(Records from a collection)

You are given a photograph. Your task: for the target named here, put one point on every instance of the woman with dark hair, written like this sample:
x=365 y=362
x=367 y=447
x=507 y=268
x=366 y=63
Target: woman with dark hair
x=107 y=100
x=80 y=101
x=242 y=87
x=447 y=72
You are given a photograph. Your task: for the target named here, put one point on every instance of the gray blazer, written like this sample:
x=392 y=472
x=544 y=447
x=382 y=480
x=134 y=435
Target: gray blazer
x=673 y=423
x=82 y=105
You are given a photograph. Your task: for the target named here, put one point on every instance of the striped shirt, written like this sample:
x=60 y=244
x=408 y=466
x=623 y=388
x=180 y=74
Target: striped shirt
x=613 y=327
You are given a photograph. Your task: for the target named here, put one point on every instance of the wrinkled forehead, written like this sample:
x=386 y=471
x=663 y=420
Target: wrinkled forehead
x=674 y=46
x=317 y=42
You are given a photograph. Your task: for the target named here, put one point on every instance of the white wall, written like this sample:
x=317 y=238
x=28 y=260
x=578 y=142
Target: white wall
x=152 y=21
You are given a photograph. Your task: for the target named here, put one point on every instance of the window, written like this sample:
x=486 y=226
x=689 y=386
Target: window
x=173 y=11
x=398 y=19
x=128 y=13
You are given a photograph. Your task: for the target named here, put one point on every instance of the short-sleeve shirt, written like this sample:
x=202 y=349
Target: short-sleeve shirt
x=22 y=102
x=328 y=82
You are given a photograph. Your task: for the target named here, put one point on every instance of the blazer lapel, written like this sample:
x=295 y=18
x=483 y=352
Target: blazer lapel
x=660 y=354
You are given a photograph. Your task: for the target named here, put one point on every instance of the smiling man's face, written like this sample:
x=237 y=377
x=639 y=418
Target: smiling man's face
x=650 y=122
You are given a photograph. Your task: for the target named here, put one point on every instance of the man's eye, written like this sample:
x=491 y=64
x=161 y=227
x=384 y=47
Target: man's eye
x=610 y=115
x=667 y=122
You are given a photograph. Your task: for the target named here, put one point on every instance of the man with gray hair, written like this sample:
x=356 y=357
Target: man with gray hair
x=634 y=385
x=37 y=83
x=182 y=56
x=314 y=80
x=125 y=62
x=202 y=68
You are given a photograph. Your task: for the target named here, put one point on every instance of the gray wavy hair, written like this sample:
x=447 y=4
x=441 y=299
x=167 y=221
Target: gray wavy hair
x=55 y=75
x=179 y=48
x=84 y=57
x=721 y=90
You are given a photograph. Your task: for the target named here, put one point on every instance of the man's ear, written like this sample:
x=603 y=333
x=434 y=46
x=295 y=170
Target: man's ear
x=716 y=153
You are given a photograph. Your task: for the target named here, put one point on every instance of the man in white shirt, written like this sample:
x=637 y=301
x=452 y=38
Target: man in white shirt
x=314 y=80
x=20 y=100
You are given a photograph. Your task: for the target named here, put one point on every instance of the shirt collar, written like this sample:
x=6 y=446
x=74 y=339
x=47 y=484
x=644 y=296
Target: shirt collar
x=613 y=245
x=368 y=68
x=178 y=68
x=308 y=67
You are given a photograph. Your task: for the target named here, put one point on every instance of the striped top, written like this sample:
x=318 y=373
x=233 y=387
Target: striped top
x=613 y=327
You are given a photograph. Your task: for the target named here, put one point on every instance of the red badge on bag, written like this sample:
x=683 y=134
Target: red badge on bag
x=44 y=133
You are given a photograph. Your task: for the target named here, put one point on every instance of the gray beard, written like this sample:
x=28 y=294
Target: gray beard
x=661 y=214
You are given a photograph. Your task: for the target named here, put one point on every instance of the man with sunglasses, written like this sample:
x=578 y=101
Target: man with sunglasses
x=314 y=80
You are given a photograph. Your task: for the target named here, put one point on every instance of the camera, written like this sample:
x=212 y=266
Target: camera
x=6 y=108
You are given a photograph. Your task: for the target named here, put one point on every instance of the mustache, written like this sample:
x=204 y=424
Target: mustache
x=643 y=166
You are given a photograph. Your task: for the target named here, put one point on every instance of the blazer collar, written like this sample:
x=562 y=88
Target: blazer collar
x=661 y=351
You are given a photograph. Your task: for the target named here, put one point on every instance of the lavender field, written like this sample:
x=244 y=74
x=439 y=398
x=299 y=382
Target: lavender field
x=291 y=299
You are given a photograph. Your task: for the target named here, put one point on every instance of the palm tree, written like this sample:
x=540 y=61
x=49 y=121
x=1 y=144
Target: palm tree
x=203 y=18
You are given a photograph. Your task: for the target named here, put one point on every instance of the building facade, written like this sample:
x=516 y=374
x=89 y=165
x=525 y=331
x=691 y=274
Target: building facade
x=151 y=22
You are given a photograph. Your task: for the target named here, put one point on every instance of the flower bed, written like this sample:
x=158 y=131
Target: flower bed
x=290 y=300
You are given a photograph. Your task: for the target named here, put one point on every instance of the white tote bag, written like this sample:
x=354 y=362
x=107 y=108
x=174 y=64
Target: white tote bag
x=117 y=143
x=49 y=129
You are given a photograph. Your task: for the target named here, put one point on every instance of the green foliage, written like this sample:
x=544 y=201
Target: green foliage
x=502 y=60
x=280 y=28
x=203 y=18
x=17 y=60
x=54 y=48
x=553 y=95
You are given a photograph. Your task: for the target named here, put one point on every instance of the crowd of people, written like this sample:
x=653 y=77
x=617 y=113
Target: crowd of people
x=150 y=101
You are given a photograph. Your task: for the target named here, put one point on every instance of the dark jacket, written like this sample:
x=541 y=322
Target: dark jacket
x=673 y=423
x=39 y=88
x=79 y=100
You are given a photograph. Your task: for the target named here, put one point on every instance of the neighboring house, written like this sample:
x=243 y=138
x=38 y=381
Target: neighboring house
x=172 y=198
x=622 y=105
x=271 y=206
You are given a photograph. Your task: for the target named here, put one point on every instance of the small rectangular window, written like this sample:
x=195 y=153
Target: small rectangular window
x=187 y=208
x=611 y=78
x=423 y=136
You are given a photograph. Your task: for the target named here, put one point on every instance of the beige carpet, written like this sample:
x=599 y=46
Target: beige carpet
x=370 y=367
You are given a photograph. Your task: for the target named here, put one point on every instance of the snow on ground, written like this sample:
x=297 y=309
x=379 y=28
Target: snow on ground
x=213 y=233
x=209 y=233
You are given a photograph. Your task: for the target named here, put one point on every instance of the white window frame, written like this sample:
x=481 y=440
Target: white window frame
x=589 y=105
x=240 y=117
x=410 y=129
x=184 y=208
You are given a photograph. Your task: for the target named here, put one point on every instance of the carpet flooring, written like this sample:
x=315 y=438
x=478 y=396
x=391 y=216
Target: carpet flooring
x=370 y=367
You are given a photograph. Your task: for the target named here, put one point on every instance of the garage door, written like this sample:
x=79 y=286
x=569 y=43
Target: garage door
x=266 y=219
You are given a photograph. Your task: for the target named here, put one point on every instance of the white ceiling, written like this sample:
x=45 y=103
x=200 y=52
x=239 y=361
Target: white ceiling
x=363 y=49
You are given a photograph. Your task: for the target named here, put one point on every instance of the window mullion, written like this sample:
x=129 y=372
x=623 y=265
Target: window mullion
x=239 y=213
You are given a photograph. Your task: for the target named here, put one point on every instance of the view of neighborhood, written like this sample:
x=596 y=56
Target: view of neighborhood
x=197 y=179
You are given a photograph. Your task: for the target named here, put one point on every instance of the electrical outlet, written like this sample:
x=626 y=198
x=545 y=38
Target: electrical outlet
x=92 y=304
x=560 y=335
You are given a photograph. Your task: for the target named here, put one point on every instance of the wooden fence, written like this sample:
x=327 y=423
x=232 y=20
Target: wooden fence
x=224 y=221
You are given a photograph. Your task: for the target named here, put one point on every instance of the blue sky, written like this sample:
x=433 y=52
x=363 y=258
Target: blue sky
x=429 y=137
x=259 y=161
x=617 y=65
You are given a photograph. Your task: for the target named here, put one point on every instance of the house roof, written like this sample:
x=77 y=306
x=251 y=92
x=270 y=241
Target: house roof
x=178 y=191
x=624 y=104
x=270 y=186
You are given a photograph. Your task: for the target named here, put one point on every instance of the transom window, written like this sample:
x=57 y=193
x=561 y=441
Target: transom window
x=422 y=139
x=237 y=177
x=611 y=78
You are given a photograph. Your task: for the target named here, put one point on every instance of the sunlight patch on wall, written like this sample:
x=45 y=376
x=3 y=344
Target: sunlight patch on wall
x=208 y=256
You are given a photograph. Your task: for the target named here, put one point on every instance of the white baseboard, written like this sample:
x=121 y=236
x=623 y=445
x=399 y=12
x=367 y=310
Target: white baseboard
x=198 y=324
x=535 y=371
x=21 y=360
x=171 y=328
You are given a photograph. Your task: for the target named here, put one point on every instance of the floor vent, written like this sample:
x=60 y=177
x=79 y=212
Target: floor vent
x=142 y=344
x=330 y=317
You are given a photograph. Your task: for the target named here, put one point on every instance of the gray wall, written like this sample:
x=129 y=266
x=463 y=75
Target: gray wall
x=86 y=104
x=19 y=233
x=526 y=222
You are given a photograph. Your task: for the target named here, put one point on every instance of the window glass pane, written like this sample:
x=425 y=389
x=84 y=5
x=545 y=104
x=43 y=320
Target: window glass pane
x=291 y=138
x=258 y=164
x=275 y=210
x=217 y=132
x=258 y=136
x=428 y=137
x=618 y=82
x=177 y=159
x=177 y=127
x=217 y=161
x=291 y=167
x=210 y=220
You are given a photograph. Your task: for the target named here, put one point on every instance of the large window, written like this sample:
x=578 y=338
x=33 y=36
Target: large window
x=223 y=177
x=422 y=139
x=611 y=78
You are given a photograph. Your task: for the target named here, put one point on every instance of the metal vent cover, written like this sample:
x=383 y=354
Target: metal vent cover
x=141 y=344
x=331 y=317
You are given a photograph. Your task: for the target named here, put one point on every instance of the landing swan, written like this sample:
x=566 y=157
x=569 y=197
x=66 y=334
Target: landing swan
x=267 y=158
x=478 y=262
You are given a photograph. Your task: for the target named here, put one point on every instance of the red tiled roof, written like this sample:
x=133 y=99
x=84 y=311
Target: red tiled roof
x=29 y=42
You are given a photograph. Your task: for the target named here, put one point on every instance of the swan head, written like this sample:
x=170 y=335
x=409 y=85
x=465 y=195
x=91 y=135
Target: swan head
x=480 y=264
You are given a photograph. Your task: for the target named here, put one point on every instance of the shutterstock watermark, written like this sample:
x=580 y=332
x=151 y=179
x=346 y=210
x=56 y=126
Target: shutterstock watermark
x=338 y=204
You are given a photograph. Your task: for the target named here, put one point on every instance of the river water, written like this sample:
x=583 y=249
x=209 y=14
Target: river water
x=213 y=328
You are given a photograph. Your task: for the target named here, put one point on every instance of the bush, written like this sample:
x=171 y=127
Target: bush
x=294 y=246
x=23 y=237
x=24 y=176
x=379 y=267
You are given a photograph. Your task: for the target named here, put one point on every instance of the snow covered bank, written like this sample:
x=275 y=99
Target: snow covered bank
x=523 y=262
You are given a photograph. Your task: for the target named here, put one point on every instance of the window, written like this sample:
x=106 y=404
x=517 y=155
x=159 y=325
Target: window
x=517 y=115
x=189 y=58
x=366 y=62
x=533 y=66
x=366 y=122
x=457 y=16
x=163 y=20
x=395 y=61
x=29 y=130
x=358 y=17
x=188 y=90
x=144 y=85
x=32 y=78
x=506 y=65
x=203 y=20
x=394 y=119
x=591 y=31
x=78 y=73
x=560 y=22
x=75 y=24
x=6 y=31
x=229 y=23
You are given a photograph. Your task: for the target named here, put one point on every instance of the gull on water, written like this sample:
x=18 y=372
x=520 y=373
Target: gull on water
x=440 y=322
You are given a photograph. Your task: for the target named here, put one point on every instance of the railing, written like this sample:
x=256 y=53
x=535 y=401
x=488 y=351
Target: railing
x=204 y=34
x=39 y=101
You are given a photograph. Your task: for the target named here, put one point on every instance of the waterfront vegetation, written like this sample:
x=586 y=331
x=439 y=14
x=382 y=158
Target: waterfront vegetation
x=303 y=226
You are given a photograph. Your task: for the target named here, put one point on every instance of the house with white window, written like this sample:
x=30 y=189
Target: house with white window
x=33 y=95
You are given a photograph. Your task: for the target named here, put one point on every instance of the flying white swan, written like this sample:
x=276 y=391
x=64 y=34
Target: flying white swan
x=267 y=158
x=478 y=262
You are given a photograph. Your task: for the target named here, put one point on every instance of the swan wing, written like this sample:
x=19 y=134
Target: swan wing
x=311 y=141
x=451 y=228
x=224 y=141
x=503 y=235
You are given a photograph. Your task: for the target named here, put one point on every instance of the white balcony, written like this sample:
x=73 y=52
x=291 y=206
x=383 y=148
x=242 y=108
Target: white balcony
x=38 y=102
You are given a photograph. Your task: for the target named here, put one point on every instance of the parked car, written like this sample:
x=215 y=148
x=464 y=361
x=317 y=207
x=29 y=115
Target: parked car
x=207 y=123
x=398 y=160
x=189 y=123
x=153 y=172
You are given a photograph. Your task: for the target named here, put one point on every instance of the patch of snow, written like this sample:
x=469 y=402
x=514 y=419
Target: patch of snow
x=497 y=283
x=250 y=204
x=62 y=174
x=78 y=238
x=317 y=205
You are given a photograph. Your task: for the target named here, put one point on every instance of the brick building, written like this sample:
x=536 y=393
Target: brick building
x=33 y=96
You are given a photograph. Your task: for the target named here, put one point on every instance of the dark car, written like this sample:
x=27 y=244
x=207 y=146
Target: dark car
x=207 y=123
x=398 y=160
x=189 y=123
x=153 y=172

■ Exercise ■
The required output is the line holding "of the brick" plus every line after it in the data, reproduced exactly.

■ Exercise output ■
You are given a photograph. Your task: for the target named here, put one point on every instance of the brick building, written like this sample:
x=536 y=393
Target: brick building
x=33 y=96
You are given a photograph. Your task: for the target named here, put one point on every instance of the dark car, written like this sample:
x=27 y=244
x=207 y=146
Target: dark car
x=207 y=123
x=398 y=160
x=189 y=123
x=153 y=172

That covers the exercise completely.